--- ABOUT THIS EXERCISE ---
The lines to be extracted begin at the line containing "Practice problem: What is the bounding box of the patterned" and end at the last line of the data below; copy them exactly and leave out the pictures.

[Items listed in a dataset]
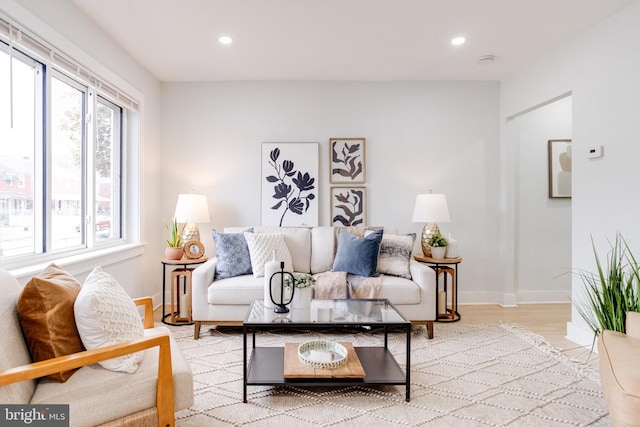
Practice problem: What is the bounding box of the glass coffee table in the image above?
[242,299,411,402]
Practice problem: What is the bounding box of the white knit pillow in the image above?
[74,267,144,373]
[244,232,293,277]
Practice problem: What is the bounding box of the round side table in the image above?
[414,255,462,322]
[161,257,208,326]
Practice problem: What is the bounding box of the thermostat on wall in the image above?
[588,145,603,159]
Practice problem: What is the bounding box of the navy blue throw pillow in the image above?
[332,229,383,277]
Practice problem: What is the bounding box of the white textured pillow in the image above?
[244,232,293,277]
[74,267,144,373]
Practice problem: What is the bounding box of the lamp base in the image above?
[420,222,441,257]
[181,223,200,242]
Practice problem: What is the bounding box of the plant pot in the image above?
[292,286,312,309]
[430,246,446,260]
[165,246,184,260]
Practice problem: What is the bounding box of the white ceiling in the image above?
[70,0,633,82]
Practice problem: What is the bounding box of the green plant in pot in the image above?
[576,234,640,338]
[164,217,186,260]
[427,233,448,260]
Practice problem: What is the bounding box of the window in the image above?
[0,24,129,263]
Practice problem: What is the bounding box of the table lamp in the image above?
[411,192,450,257]
[174,193,210,242]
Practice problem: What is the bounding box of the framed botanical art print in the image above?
[548,139,571,198]
[330,186,366,226]
[330,138,366,183]
[261,142,319,226]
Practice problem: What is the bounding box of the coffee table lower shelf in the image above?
[246,347,407,395]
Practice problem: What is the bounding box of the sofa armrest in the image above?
[133,297,155,329]
[626,311,640,338]
[409,259,437,321]
[0,334,175,427]
[192,258,217,320]
[409,259,436,290]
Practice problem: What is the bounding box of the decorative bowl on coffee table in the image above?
[298,340,348,369]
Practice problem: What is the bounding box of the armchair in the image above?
[598,311,640,427]
[0,269,193,427]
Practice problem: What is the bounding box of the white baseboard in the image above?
[459,291,570,306]
[566,321,599,351]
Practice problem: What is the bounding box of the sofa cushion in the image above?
[244,232,293,277]
[311,226,337,274]
[213,228,253,279]
[0,269,37,403]
[254,226,311,273]
[332,229,383,277]
[208,275,264,305]
[377,275,421,305]
[30,326,193,426]
[74,267,144,373]
[17,263,84,382]
[377,233,416,279]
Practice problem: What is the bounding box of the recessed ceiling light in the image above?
[451,37,466,46]
[218,36,233,45]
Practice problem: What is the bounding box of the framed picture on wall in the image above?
[261,142,319,226]
[330,186,366,226]
[330,138,366,183]
[548,139,572,198]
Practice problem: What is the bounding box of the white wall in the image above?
[511,96,572,302]
[501,0,640,344]
[8,0,164,299]
[161,81,502,303]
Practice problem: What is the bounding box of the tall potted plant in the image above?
[165,217,186,260]
[577,234,640,336]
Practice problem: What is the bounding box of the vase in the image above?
[430,246,446,260]
[165,246,183,260]
[292,286,312,309]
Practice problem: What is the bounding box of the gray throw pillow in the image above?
[377,233,416,279]
[212,228,253,280]
[332,228,383,277]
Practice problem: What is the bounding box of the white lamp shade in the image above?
[174,194,210,224]
[411,193,450,223]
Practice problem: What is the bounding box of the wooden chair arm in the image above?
[0,334,175,427]
[133,297,155,329]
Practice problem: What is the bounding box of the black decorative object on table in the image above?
[269,261,295,313]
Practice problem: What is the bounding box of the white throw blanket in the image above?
[313,271,382,299]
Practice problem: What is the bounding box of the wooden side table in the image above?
[414,255,462,322]
[161,257,208,326]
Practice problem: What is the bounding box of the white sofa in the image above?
[0,269,193,427]
[192,226,437,339]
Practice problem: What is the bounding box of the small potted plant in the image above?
[427,233,448,260]
[164,217,186,260]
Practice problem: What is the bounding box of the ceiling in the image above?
[70,0,633,82]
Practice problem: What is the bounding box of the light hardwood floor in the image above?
[457,303,599,367]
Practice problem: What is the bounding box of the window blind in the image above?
[0,13,139,112]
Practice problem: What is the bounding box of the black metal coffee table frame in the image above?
[242,299,411,402]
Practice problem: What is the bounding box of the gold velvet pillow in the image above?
[17,263,84,382]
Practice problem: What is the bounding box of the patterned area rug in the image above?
[169,323,609,426]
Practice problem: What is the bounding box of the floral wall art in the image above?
[331,186,366,226]
[330,138,366,183]
[261,142,318,226]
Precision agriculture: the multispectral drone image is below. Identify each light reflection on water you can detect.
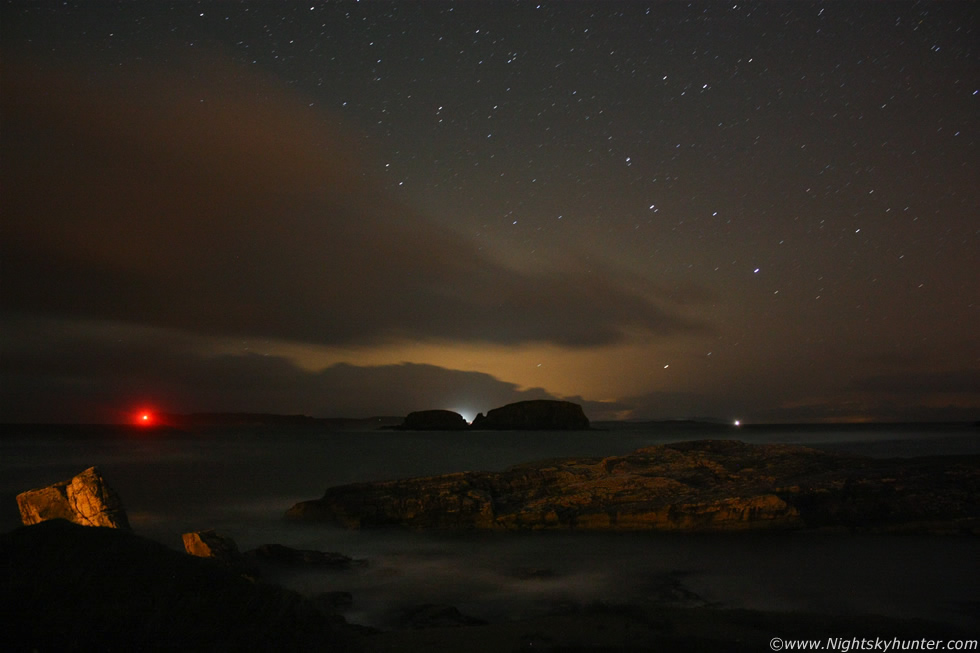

--- ANSWER FOR THE TASK ---
Practice problem: What is the bounding box of the patterned area rug in the image above?
[169,323,609,426]
Practice problem: What is the bounding box of the floral wall art in the image above?
[331,186,366,226]
[330,138,366,183]
[261,142,318,226]
Precision agriculture: the multispectral drone image is below. Identify each light reflection on water you can detect.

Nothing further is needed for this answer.